* **TEXT PROVIDED**:
===

Green herb bagna cauda (pictured above)
Bagna cauda is an Italian dip made from anchovies, garlic and olive oil. This version includes cooked and fresh herbs, which increases its savoury intensity and vibrancy. Don’t feel as if you need to stick to the vegetables mentioned here; you can use any you have to hand to dip into the sauce, or just use some toasted pitta chips instead, if you prefer.
Prep 35 min
Cook 45 min
Serves 6 as a snack
200ml olive oil, plus extra for drizzling
2 onions, peeled, halved and thinly sliced (300g)
70g parsley, roughly chopped
70g coriander, roughly chopped
50g dill, roughly chopped
6 spring onions, trimmed and finely sliced (75g)
½ tsp ground turmeric
2 tsp cumin seeds, roughly crushed in a mortar
15 garlic cloves, peeled and left whole
12 anchovy fillets in olive oil, drained (40g)
75ml lemon juice
20g mint leaves, picked
Salt and black pepper
For the crudite (optional)
1 radicchio trevisano (or red endive), leaves separated
150g baby carrots, peeled
100g sugar snap peas, stringy bits removed
150g rainbow (or breakfast) radishes, halved
Put three tablespoons of oil in a large saute pan on a medium-high heat. Once hot, add the onions and cook, stirring occasionally, for 12-15 minutes, or until softened and well browned. Transfer half the onions and their oil to a bowl and return the rest to a medium heat. Stir in 50g each of the parsley and coriander, 40g of the dill and all the spring onions, and cook, stirring often, for 15 minutes, or until the mix is deeply green and fragrant, but not at all browned. Add the spices, cook for three minutes more, then turn off the heat and leave to cool.
Meanwhile, put the garlic and remaining 155ml oil in a small saucepan, for which you have a lid. Cover, put on a medium-low heat and leave to cook for 10 minutes, stirring once halfway, until the garlic has started to soften. Add the anchovies, replace the lid, cook for another 10 minutes, then turn off the heat and leave to cool.

===

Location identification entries
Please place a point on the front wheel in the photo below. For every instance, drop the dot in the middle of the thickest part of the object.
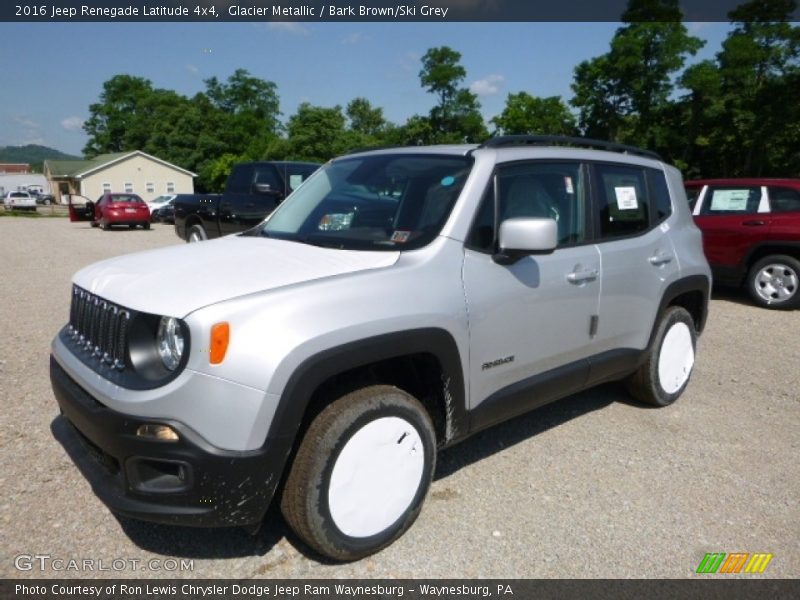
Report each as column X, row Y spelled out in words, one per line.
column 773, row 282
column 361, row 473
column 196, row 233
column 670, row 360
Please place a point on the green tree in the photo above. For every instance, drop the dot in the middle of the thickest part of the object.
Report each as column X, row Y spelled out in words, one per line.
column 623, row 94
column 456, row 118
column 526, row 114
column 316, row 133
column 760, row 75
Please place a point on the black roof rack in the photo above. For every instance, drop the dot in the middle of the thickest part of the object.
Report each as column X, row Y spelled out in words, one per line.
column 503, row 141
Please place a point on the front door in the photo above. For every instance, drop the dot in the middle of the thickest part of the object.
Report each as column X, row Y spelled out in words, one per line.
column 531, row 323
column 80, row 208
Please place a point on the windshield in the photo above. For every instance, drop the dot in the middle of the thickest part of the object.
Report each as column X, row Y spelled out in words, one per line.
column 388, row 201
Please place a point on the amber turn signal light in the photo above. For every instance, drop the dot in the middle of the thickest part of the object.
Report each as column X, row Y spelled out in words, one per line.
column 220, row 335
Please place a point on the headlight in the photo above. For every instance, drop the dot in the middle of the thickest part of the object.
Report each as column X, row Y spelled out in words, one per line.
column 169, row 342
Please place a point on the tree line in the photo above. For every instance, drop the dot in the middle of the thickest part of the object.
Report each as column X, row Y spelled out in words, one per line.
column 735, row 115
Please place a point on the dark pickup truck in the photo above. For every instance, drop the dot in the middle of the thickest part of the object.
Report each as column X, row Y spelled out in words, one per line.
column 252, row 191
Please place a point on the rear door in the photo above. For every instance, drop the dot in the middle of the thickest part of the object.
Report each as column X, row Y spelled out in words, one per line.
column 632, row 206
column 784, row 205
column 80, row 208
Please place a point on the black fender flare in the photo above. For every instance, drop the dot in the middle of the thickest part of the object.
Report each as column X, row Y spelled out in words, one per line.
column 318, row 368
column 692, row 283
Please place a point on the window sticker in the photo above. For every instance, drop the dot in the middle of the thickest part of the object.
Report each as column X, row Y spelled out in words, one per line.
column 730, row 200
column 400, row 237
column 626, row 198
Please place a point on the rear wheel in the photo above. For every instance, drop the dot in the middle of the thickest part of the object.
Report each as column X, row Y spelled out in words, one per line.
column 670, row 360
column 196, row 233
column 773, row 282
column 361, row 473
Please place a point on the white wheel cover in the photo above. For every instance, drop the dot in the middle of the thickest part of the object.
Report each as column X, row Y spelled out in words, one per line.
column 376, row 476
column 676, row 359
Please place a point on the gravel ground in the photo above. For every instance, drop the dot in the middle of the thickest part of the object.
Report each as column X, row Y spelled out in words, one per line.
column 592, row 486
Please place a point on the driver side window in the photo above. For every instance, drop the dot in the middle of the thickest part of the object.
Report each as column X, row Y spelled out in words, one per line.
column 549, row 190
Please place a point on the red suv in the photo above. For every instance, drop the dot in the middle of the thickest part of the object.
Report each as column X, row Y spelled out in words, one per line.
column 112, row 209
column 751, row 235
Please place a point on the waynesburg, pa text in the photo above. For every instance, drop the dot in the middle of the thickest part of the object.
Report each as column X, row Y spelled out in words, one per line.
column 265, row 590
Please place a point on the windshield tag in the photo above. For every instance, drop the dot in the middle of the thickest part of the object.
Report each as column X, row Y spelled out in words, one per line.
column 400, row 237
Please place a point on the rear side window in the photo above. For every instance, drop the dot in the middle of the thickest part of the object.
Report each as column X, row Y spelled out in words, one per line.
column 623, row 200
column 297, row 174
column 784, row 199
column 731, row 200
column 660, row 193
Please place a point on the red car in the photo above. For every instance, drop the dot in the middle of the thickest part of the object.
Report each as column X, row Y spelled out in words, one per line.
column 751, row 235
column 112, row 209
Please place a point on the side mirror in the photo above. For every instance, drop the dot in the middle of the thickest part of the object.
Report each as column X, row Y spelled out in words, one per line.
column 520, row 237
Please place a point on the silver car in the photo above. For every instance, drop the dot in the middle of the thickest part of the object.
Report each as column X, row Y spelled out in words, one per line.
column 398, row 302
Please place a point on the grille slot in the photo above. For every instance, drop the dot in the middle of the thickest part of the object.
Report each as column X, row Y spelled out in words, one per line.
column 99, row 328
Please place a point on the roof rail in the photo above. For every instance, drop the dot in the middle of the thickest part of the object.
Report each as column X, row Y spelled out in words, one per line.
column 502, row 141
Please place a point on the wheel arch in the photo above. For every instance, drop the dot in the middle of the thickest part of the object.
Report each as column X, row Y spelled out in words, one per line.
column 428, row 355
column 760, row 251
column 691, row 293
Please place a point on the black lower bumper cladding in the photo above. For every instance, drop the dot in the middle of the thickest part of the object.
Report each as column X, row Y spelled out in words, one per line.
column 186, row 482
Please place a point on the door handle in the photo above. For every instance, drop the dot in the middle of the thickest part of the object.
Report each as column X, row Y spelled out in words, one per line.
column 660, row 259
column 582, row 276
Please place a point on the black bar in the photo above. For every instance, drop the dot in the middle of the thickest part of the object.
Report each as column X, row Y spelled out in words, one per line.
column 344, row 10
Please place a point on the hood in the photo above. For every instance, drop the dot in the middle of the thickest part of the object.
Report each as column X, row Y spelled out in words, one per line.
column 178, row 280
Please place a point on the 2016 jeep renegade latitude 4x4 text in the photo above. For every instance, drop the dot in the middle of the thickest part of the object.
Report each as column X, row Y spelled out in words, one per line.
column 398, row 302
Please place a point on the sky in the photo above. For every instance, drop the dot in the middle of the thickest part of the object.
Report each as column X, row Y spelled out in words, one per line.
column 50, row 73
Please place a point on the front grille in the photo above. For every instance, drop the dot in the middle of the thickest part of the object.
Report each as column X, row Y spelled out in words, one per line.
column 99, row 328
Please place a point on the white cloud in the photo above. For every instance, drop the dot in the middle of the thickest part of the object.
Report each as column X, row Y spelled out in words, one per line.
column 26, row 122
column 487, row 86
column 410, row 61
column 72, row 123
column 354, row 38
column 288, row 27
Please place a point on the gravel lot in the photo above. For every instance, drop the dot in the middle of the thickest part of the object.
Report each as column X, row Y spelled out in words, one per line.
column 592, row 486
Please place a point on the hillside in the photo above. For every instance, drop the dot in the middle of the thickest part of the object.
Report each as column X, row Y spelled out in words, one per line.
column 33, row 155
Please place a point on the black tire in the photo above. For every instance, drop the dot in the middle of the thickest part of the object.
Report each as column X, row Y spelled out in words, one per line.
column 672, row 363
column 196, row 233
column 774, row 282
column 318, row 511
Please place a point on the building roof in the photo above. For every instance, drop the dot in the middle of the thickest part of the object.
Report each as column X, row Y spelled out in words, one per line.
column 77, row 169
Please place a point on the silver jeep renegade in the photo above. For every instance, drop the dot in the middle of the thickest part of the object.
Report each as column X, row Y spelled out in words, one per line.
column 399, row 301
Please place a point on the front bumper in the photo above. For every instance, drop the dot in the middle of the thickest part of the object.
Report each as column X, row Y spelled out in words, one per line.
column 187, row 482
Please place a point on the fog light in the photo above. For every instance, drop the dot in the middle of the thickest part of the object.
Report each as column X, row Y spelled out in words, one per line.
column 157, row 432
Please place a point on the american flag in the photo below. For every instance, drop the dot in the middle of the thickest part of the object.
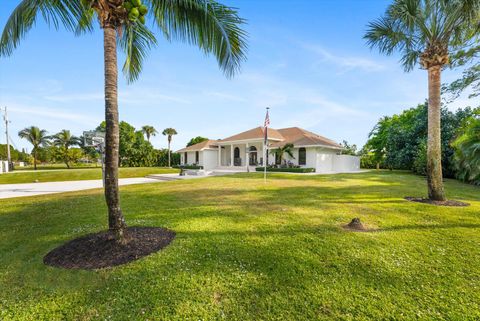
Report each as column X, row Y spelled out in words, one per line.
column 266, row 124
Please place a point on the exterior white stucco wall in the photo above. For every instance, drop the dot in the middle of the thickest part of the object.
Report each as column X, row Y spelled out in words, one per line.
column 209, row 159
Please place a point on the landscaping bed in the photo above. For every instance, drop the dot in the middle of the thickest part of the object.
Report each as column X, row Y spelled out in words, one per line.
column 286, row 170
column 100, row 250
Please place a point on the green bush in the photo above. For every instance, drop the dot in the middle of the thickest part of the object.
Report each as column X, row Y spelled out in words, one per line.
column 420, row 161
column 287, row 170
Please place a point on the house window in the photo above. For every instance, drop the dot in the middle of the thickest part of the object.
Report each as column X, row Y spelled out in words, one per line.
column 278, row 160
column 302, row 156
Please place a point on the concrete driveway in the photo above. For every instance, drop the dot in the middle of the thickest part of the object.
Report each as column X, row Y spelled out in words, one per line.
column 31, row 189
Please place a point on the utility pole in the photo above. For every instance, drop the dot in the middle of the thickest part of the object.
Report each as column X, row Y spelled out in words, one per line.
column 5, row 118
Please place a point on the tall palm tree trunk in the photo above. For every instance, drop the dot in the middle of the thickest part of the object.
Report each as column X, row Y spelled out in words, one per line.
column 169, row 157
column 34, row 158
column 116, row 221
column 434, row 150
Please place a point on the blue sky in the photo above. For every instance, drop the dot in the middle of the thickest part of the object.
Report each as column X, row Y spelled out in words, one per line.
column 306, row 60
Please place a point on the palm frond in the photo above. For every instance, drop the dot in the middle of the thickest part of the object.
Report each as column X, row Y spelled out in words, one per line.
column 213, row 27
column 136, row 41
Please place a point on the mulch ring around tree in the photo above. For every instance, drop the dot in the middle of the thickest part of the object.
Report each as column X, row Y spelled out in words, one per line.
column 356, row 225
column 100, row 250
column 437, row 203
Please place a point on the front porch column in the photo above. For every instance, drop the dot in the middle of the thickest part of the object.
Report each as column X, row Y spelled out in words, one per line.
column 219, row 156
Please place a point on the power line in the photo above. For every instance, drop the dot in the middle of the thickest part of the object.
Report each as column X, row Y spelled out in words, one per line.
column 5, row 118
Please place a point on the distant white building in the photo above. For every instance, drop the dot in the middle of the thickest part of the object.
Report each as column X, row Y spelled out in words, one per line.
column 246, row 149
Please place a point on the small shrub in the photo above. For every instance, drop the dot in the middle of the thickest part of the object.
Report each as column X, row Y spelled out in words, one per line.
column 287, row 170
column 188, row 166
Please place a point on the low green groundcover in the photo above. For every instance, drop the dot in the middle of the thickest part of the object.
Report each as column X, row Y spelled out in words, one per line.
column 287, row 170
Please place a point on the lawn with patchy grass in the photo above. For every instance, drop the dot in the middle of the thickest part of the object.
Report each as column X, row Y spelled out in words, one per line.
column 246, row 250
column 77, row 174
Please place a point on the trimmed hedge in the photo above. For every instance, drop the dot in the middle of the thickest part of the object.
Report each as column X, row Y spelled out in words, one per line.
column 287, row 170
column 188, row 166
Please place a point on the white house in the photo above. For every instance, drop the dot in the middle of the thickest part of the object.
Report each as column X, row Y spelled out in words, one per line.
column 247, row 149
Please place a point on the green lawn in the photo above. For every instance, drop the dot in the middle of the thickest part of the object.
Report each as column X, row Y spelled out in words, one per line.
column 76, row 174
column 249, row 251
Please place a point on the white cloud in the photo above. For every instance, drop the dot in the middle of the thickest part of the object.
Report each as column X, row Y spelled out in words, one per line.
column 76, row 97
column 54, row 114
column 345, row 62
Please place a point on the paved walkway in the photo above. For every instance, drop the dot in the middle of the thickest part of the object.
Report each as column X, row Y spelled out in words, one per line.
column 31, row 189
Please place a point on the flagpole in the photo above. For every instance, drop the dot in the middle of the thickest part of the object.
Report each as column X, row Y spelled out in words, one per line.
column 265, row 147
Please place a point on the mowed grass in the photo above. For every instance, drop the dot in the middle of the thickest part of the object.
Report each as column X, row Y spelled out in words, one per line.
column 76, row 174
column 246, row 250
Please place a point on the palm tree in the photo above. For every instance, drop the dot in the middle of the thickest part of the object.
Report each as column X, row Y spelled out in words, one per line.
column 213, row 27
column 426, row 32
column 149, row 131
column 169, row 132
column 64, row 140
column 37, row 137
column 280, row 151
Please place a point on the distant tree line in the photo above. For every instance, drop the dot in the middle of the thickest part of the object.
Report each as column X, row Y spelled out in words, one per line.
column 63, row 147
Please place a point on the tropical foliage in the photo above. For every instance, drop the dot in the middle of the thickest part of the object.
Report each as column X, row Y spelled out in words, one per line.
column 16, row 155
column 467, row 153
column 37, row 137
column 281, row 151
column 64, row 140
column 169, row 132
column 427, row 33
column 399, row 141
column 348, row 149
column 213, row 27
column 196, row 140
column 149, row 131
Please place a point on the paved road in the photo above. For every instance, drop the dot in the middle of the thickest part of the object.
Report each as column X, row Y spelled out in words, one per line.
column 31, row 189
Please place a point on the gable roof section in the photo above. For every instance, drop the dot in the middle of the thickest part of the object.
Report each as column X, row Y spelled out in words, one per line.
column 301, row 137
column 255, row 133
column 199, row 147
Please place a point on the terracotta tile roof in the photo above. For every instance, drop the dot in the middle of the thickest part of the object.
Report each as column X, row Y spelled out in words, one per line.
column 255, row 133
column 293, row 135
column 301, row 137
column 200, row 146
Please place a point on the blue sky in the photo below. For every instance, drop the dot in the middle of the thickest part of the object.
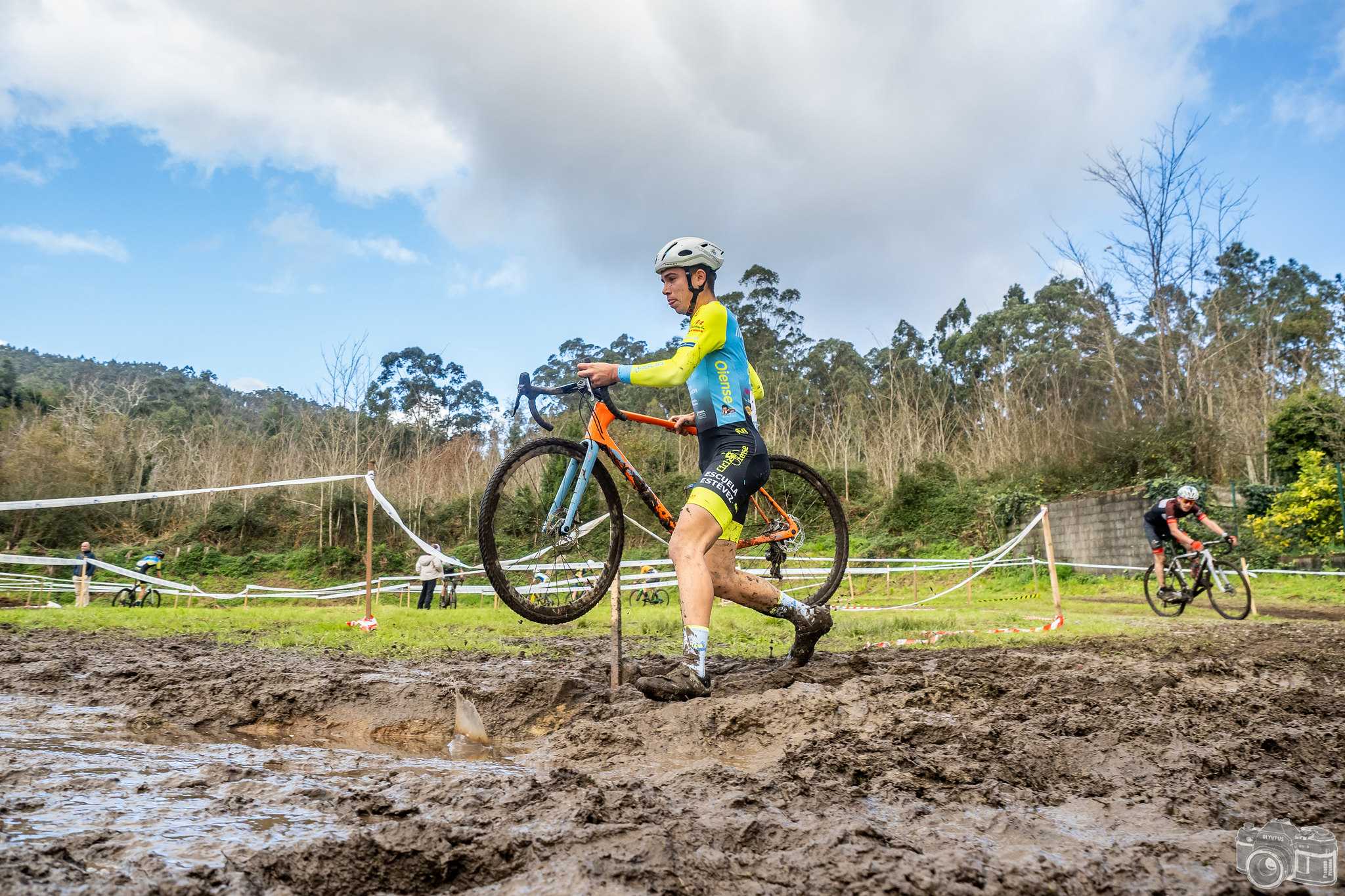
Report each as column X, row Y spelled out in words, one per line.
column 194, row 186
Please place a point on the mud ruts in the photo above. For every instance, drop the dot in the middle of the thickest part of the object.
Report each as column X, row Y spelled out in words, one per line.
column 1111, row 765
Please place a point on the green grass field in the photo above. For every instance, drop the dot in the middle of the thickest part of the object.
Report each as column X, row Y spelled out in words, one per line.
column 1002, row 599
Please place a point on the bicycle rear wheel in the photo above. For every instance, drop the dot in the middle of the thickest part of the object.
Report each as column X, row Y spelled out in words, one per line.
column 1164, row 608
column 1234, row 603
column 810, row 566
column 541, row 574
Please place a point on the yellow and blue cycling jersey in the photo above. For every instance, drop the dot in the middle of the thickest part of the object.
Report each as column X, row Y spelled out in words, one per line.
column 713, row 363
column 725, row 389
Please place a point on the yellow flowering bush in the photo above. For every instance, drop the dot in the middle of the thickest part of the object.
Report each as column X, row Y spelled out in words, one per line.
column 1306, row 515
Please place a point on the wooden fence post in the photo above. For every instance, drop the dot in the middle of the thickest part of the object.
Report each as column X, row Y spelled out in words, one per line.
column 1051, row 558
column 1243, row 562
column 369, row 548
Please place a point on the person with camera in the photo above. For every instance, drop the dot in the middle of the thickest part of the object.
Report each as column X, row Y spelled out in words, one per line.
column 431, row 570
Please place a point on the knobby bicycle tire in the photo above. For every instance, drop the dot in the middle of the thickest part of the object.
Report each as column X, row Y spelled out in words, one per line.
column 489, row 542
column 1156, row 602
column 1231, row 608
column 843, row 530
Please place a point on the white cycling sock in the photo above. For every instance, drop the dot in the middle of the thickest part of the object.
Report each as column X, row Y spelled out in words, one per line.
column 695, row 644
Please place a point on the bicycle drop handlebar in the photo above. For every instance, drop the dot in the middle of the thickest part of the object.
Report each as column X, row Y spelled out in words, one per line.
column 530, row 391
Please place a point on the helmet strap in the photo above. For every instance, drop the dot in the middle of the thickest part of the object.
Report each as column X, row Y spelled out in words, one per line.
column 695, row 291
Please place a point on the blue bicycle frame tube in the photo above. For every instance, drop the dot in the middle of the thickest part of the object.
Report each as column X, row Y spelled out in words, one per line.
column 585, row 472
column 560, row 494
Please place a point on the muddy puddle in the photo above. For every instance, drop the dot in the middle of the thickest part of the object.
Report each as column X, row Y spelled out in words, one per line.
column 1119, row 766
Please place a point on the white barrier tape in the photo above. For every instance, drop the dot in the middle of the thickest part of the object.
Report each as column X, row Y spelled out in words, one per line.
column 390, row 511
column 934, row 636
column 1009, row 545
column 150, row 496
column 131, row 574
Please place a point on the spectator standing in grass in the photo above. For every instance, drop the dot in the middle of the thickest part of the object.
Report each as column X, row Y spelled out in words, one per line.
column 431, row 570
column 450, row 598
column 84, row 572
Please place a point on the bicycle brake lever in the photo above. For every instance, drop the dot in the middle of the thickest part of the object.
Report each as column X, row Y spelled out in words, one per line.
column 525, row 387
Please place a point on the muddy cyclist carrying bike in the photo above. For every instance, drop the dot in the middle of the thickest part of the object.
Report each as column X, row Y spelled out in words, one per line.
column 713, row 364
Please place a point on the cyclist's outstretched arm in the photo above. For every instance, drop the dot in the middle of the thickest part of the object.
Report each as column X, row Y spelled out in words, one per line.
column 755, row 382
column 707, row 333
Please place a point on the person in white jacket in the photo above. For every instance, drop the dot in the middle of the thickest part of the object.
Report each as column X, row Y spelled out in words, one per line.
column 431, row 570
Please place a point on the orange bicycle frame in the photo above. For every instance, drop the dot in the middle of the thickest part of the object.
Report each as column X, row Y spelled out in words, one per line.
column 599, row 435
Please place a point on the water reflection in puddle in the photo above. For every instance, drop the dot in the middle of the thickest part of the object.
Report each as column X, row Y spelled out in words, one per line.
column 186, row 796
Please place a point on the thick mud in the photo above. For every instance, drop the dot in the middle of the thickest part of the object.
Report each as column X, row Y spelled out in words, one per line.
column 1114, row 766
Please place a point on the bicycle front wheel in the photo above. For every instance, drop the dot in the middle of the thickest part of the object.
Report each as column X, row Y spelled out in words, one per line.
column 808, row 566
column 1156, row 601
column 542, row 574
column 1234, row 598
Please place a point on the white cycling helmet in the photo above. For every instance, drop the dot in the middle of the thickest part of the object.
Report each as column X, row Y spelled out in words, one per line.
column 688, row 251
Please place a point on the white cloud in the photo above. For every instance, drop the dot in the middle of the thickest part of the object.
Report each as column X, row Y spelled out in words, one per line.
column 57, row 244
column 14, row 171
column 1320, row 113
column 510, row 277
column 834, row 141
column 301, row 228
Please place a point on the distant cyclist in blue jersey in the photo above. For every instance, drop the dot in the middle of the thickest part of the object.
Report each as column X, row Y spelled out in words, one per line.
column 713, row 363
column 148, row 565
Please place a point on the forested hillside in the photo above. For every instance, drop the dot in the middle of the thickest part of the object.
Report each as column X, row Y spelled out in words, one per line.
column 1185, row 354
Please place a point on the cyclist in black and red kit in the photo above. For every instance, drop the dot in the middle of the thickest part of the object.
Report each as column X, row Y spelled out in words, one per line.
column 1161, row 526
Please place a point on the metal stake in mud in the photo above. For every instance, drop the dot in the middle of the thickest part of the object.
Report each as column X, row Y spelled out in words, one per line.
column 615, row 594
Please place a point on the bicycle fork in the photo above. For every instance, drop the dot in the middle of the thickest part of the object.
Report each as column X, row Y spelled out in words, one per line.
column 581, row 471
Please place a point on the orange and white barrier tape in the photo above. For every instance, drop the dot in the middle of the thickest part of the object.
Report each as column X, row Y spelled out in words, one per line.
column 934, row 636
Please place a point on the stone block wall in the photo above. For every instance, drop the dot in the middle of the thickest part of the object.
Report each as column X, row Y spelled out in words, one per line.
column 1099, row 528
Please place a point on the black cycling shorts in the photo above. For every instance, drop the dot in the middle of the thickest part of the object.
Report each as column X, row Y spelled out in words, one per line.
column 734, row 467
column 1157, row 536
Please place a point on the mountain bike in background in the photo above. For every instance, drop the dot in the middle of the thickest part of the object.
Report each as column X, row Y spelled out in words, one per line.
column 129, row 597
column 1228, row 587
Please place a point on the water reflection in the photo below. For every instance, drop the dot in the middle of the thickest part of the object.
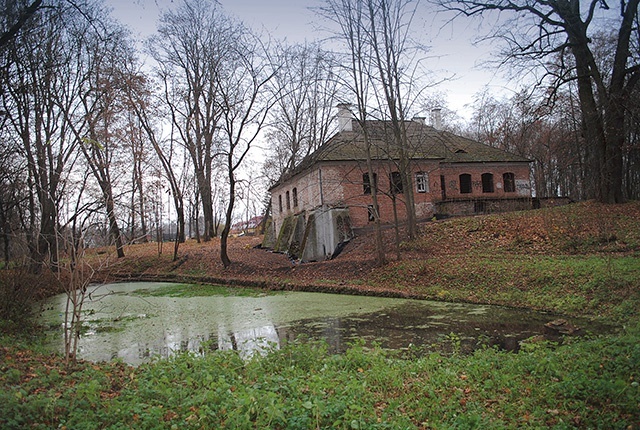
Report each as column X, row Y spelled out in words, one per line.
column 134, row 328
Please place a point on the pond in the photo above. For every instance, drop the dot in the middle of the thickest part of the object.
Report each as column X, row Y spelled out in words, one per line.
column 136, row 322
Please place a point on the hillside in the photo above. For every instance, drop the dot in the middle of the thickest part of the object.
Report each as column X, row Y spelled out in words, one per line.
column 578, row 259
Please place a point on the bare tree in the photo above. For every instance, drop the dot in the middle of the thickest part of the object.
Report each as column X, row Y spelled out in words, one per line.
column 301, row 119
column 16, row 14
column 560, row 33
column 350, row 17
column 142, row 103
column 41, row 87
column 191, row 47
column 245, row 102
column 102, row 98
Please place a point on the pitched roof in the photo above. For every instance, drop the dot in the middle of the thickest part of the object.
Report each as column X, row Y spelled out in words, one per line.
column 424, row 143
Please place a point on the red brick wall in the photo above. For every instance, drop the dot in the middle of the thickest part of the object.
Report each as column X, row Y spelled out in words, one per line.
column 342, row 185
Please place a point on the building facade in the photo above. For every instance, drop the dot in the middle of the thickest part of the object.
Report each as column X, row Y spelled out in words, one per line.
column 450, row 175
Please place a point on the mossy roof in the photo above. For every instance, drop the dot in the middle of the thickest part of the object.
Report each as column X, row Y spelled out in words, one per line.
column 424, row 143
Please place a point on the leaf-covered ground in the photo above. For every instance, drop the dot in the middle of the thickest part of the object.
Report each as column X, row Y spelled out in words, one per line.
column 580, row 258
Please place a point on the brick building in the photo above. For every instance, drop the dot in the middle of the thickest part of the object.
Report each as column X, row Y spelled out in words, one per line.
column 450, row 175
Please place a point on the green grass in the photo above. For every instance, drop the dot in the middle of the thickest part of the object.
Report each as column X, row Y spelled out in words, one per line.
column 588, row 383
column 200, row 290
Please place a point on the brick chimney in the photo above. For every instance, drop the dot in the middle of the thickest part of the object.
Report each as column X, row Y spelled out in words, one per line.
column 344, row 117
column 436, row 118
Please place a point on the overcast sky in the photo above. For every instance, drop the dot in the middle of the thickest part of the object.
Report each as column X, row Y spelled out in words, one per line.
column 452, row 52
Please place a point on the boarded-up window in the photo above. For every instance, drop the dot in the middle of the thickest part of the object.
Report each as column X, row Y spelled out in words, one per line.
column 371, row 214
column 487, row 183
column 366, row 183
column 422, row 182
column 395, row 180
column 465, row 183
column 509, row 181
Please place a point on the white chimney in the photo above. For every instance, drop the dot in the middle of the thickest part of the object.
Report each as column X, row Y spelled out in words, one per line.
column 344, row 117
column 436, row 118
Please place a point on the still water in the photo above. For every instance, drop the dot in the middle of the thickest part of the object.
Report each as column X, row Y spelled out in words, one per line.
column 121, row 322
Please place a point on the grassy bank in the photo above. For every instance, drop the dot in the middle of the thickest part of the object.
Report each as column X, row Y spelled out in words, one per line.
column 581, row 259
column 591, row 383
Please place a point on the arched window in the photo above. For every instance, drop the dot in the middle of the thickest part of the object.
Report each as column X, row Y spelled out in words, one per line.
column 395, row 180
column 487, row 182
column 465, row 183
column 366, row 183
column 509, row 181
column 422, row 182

===

* **EXERCISE SET**:
(A) Which vegetables does the bagna cauda recipe list for the optional crudite?
(B) Copy the passage of the bagna cauda recipe that starts at the words "Meanwhile, put the" and stops after "minutes, then turn off the heat and leave to cool.".

* **RESPONSES TO THE TASKS**:
(A)
- Radicchio trevisano (or red endive)
- Baby carrots
- Sugar snap peas
- Rainbow (or breakfast) radishes

(B)
Meanwhile, put the garlic and remaining 155ml oil in a small saucepan, for which you have a lid. Cover, put on a medium-low heat and leave to cook for 10 minutes, stirring once halfway, until the garlic has started to soften. Add the anchovies, replace the lid, cook for another 10 minutes, then turn off the heat and leave to cool.